> _Exercise task_:
Copy out every row below word for word, leaving the pictures out.
[START Material provided]
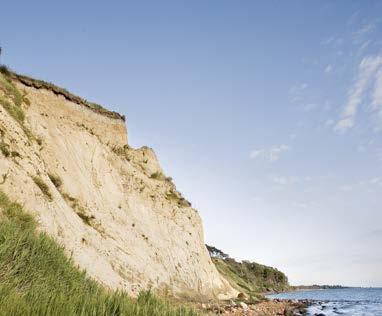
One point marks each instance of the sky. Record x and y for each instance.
(267, 114)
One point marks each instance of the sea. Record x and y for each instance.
(344, 301)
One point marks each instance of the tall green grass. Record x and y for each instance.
(36, 278)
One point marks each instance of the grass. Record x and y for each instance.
(250, 277)
(40, 84)
(16, 112)
(4, 148)
(36, 278)
(43, 186)
(56, 180)
(12, 100)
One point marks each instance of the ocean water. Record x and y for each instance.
(349, 301)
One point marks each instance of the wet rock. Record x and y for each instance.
(243, 306)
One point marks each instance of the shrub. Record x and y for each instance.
(4, 149)
(43, 186)
(16, 112)
(56, 180)
(38, 279)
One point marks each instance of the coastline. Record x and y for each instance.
(266, 307)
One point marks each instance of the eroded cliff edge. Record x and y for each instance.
(109, 205)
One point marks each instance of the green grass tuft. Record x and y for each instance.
(4, 148)
(36, 278)
(43, 186)
(56, 180)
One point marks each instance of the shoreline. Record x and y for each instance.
(267, 307)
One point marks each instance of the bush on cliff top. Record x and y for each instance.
(36, 278)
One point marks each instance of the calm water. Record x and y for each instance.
(352, 301)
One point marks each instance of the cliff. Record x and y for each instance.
(249, 277)
(68, 162)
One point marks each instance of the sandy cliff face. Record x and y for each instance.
(109, 205)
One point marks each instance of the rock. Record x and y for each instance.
(243, 306)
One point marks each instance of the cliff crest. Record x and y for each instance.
(117, 215)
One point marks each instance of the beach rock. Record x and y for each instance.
(243, 306)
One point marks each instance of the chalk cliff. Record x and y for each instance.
(68, 162)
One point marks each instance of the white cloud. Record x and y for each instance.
(283, 180)
(276, 152)
(271, 154)
(257, 153)
(296, 92)
(369, 69)
(329, 68)
(288, 180)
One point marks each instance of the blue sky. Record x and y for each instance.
(267, 114)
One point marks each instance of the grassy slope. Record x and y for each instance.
(36, 278)
(249, 277)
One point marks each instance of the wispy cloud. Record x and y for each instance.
(271, 154)
(328, 68)
(296, 92)
(369, 70)
(288, 180)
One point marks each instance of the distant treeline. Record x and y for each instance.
(319, 287)
(249, 277)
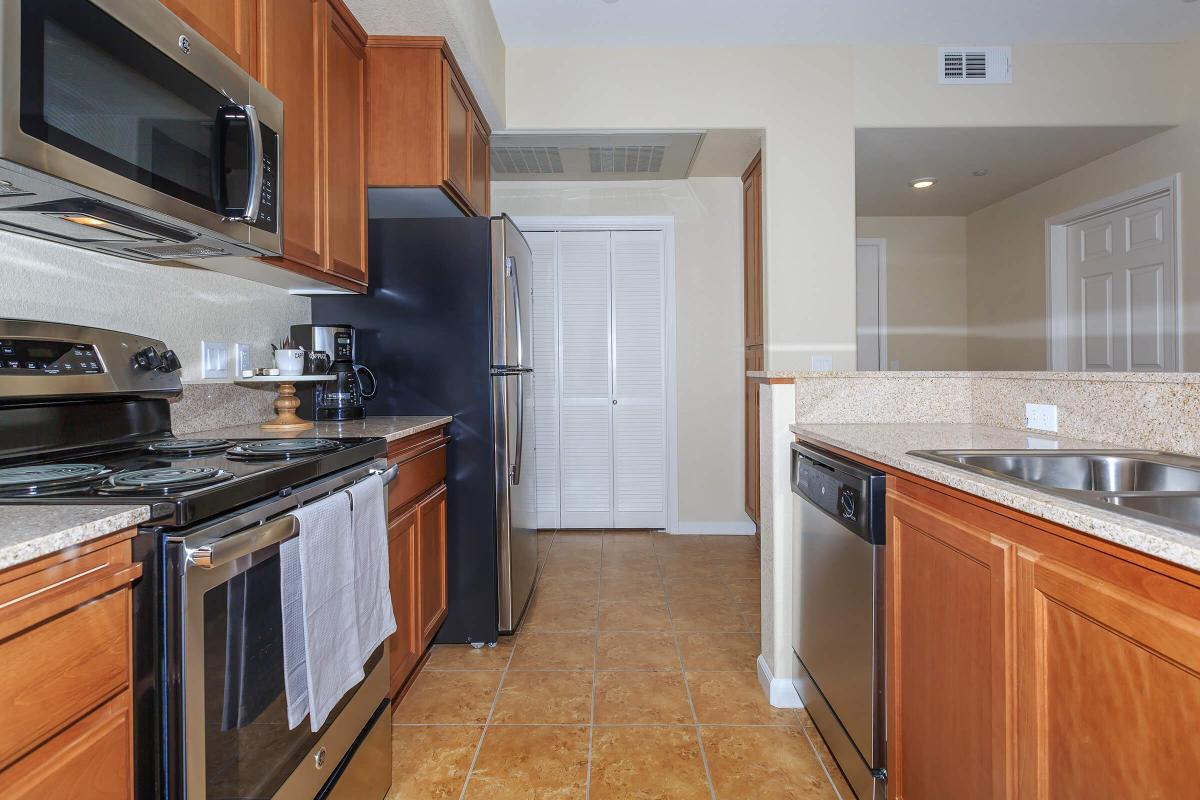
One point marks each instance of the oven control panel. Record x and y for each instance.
(24, 356)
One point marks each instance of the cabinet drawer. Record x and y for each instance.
(423, 465)
(60, 669)
(89, 761)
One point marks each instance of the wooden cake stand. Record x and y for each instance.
(286, 401)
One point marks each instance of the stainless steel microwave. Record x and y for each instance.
(123, 131)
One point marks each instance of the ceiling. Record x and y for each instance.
(886, 160)
(559, 23)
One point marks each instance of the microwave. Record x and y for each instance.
(123, 131)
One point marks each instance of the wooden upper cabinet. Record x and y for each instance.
(227, 24)
(751, 232)
(480, 169)
(424, 126)
(457, 131)
(289, 67)
(345, 162)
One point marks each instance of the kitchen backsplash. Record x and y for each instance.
(179, 305)
(1152, 410)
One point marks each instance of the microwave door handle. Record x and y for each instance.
(255, 156)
[END Material provided]
> _Output_:
One point marks each instance of the sky. Record x and y for each instance.
(267, 114)
One point marks each instance of the sea. Record x and y for each instance.
(344, 301)
One point marks each instance of the tall green grass. Record x and y for each instance.
(36, 278)
One point marks each instance of the grass. Record x and y for each instance.
(250, 277)
(40, 84)
(16, 112)
(4, 148)
(36, 278)
(43, 186)
(56, 180)
(12, 100)
One point marks each instance of the ocean water. Record x and y for each instance.
(349, 301)
One point marks each instance of the wet rock. Record x and y for each instance.
(243, 306)
One point marks each instance of the shrub. Record x and y for each instance.
(4, 149)
(43, 186)
(16, 112)
(56, 180)
(38, 279)
One point marks each instance of the coastline. Record x and y for each instance.
(266, 307)
One point marks each instance of the eroded cliff edge. Record x and y for each instance.
(109, 205)
One point marks each instance of the green grass tuft. Record x and y for each instance.
(4, 148)
(36, 278)
(43, 186)
(56, 180)
One point marks each instance of the shoreline. Record x and y for each instance.
(267, 307)
One point marks each instance of the bush on cliff top. Record x and y for each instance.
(36, 278)
One point marks each instance of the calm water. Record x and y for each instance.
(352, 301)
One point marks each instance of the cliff. Record x and y for each instance.
(249, 277)
(68, 162)
One point marks each instance of the sandy cliff face. Record x and y for each instance.
(109, 205)
One point marks each instance of the rock. Record x and y for each instance.
(243, 306)
One point marks each instance of the cliff crest. Record x and y for each instance.
(117, 215)
One point marks each instance of the beach rock. Record x and y for each instance.
(243, 306)
One point marks each instance of the chalk cliff. Record x and y for each instance.
(68, 162)
One point marks each instance of the white cloud. Record x and y for each instance.
(283, 180)
(276, 152)
(271, 154)
(257, 153)
(296, 92)
(369, 69)
(329, 68)
(288, 180)
One point marks each instance of the blue sky. Record x and y for each instance.
(267, 114)
One point marks each instance of the grassy slope. Record x and y for each instance.
(36, 278)
(249, 277)
One point marks each instance of the wispy cloud. Record x and y for each instance.
(271, 154)
(328, 68)
(296, 92)
(369, 70)
(288, 180)
One point marks each instance of the distant treeline. Record x and y for each instance.
(319, 287)
(249, 277)
One point marks each instance of the oven control panel. Record x and y for each instance.
(24, 356)
One point marks each instance of the cabinet drawer. Record x and y for each instance.
(423, 465)
(60, 669)
(89, 761)
One point marks each instance of the wooden cake stand. Record x and y for each instance.
(286, 401)
One point marks each instance of the stainless steel microwave. Record x and y for each instance.
(123, 131)
One point marks each instance of the ceiling. Record x and y for each instance.
(886, 160)
(559, 23)
One point marks each instance of the microwave. Record x and y for each instance.
(123, 131)
One point marks each instance of the wooden upper cabinet. Record x and y for each instance.
(227, 24)
(751, 232)
(480, 169)
(424, 126)
(457, 131)
(289, 67)
(345, 162)
One point marks each instance of the kitchen backsplash. Record x and y for each instance.
(179, 305)
(1152, 410)
One point marks each instance of the microwave door handle. Record x and y for each instance.
(255, 156)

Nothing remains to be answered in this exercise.